Short exercise:
Copy the part of the proptech passage that runs from "The real driver" up to and including "direction we’re heading.".

Page extract:

____

Proptech is a broad term used to refer to a new generation of business and business models based on new and emerging technologies that are disrupting the traditional property markets and business models. Proptech and Fintech are closely related with the overlap of these two areas being how value is exchanged and transferred. In addition to this, it is related to how information is shared and, increasingly, how transparently this is being done.

The origins of proptech date back to the 1990s when the internet began to dominate the way we communicate, and the growth of the internet in 1995/96 led to the dot-com boom, which real estate participated in, albeit quite slowly and quite reluctantly.

So, the internet in the late 1990s was the first building block that established the proptech movement.

It took quite some time in the 2000’s for businesses like Rightmove and Zoopla to get established as residential listing sites using simple internet technology to transfer information.

The real driver that has created the third and current wave of innovation, which is unprecedented and much bigger than what was going on at the early 2000s, is mobile technology, the use of apps, and also the global financial crisis.

The global 2008/9 financial crisis questioned the competence of professionals and traditional ways of doing business in the whole financial tech area, and that made innovators think about alternative ways of transmitting information and transacting assets.

In parallel with the boom of mobile technology and social media apps in the late 2000s, established a platform whereby people could think about trading their most important assets, which would typically be their house, online, through an app, and that’s still the direction we’re heading.

____

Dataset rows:

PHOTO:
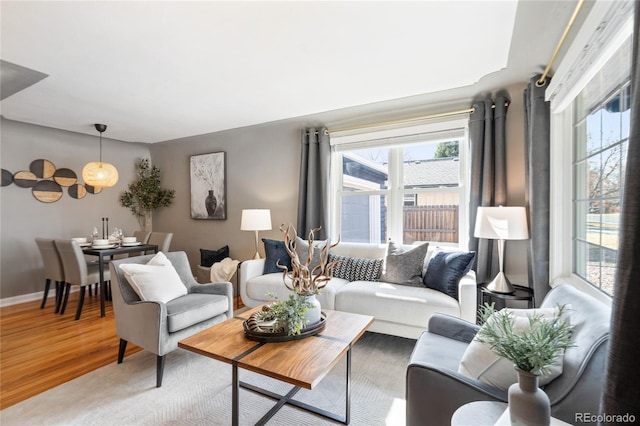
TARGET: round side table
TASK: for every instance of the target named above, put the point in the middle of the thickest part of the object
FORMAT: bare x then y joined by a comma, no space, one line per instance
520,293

____

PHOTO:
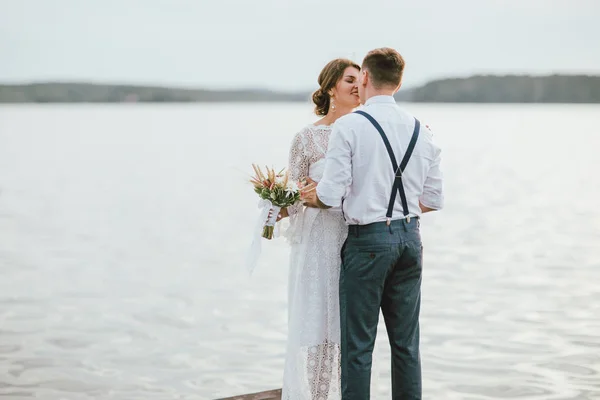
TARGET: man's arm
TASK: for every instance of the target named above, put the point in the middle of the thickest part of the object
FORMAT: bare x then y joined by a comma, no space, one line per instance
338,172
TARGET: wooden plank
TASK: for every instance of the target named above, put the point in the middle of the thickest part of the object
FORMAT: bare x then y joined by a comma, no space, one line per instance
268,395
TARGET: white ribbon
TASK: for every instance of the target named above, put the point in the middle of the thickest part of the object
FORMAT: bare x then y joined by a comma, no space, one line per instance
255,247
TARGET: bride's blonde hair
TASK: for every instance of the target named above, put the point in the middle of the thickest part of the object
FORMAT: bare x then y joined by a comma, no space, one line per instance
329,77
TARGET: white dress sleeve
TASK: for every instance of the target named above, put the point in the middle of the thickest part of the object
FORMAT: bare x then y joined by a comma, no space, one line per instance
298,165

____

Response to the task:
The real driver that has created the third and current wave of innovation, which is unprecedented and much bigger than what was going on at the early 2000s, is mobile technology, the use of apps, and also the global financial crisis.

The global 2008/9 financial crisis questioned the competence of professionals and traditional ways of doing business in the whole financial tech area, and that made innovators think about alternative ways of transmitting information and transacting assets.

In parallel with the boom of mobile technology and social media apps in the late 2000s, established a platform whereby people could think about trading their most important assets, which would typically be their house, online, through an app, and that’s still the direction we’re heading.